> **Passage for review**:
[Start of section]
First, let’s get the adorable kin pictures out of the way. Here’s Léa, manhandling her apple pie á la mode:

Léa Madeline, eating Mom’s apple pie

And little Zeke, slurping on his daddy’s head:

Zeke, licking Tom’s pate. Yummy!

Both youngsters were delightedly well-behaved. Léa even had some of G’s delicious Cheddar Soup (almost everyone else had seconds). We got home around 7 pm to re-watch the parade, since I missed seeing Hello Kitty Supercute and my sister informed me that she was definitely there. Meredith Viera even commented on her appearance, wrongly pointing out “her signature right-side bow.” If you’re looking at her it’s on the right, but it’s on Kitty’s left. Idiot wasn’t even paying attention. Oh well, she’s in the parade, that’s all that counts. I got all stupid and choked up watching the Rockettes and the marching bands. Why do I do that? A good day, all in all.

A few things to be thankful for:

My snoring husband, because this means that he is at home with me, lying next to me in our king-size bed with kitties akimbo, and is slumbering sweetly and peacefully.

The internet, for bringing friends to my virtual door.

My family, without whom I wouldn’t be as fucked up as I am, making life much more interesting.
[End of section]
> **Exercise data**:
[Start of section]
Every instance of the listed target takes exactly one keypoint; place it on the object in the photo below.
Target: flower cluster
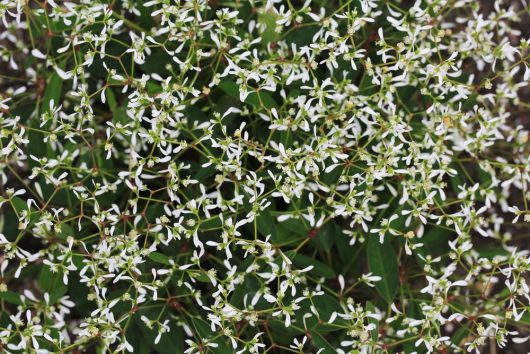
(346, 176)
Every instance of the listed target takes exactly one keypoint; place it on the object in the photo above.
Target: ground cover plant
(346, 176)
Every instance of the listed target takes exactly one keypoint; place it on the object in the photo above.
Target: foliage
(263, 176)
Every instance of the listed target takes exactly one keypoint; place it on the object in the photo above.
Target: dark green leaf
(382, 261)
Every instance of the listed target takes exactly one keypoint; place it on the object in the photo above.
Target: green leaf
(321, 343)
(319, 268)
(268, 20)
(267, 225)
(374, 332)
(53, 91)
(382, 261)
(159, 258)
(10, 297)
(257, 99)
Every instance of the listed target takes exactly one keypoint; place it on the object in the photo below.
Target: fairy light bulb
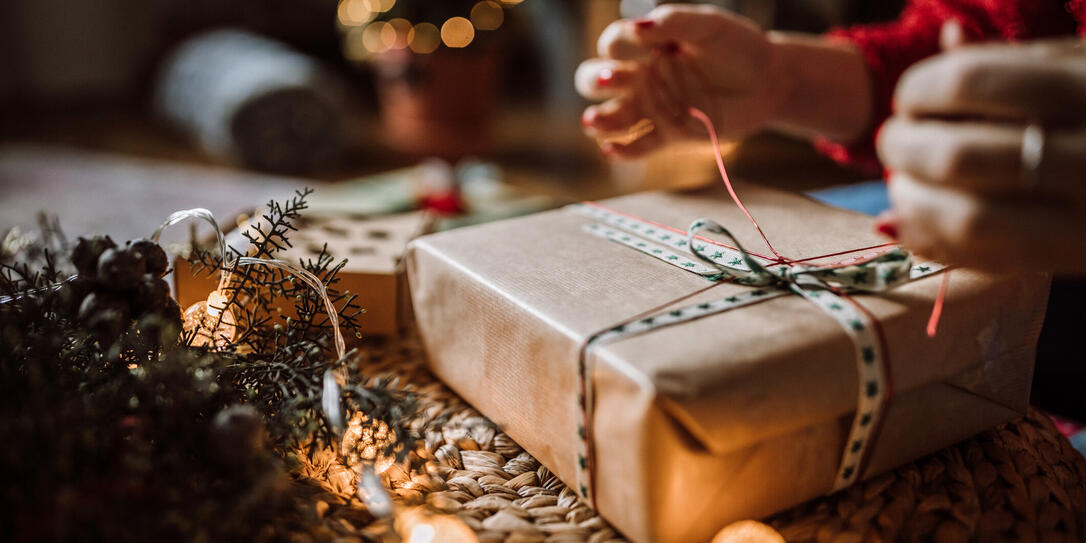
[End of section]
> **Tasks and exercises**:
**a)** Give again, word for word, the part of the post about the family day starting with "Léa Madeline, eating" and going on through "all in all.".
**b)** Answer these from the post about the family day:
(i) Besides apple pie, what did Léa eat some of?
(ii) Around what time did they get home?
(iii) Why is the internet on the list of things to be thankful for?
**c)** Pick up the post about the family day after its last line and carry it on.

> **Answers to the tasks**:
**a)**
Léa Madeline, eating Mom’s apple pie

And little Zeke, slurping on his daddy’s head:

Zeke, licking Tom’s pate. Yummy!

Both youngsters were delightedly well-behaved. Léa even had some of G’s delicious Cheddar Soup (almost everyone else had seconds). We got home around 7 pm to re-watch the parade, since I missed seeing Hello Kitty Supercute and my sister informed me that she was definitely there. Meredith Viera even commented on her appearance, wrongly pointing out “her signature right-side bow.” If you’re looking at her it’s on the right, but it’s on Kitty’s left. Idiot wasn’t even paying attention. Oh well, she’s in the parade, that’s all that counts. I got all stupid and choked up watching the Rockettes and the marching bands. Why do I do that? A good day, all in all.

**b)**
(i) G's Cheddar Soup
(ii) Around 7 pm
(iii) For bringing friends to the writer's virtual door

**c)**
Blogs, which a lot of the time, feel like group therapy, which in real life, I CANNOT STAND, but online, feel much less creepy.

My expensive medication, which is a lot less expensive than it used to be thanks to my new job and a fabulous pdoc who gifts me with samples, and allows me to live something like a semi-normal life. I’m striving for normal. I’ll get there someday.

My new job, which aggravates the shit out of me because they want me to be manic. But I have a job to aggravate me, and therefore, a steady paycheck with benefits.

Espresso. ‘Nuff said.

Tigger, who wakes me up at 5:30 am to pee by smacking my face, without whom I would not be here.

Pye and Harry, who have the awesome power to simply be and that is enough to make me smile.

Life is hard. Wear comfortable shoes.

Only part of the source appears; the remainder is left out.